Given instruction -> Rewrite every line of the listing below, requests included, scaling each x and y coordinate in the answers by 0.85 and rounding to whole numbers, with halves rounded up. Omit the pictures.

Pointing entries for labeled objects ->
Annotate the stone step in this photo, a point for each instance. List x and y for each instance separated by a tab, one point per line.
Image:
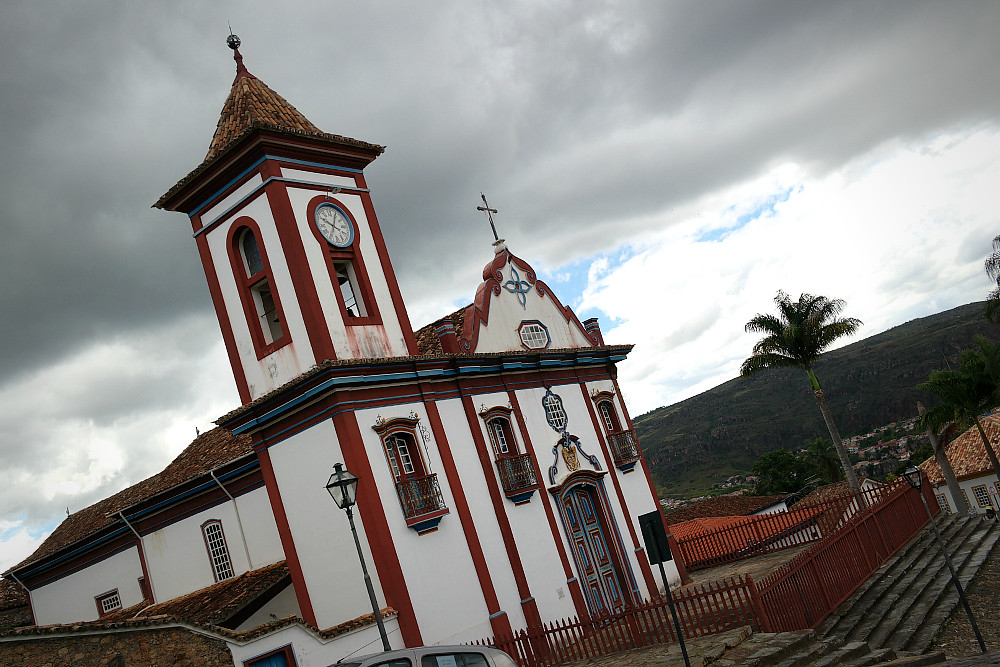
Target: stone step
848	651
808	654
778	646
889	571
876	657
871	594
898	631
876	622
917	637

Problem solution ->
Annotate the stone step in this photo, a point for each instance. List x and y for each instance separated by a tab, one point per line.
Image:
Target: stone step
721	553
687	556
661	549
756	485
745	558
740	505
763	536
745	529
779	541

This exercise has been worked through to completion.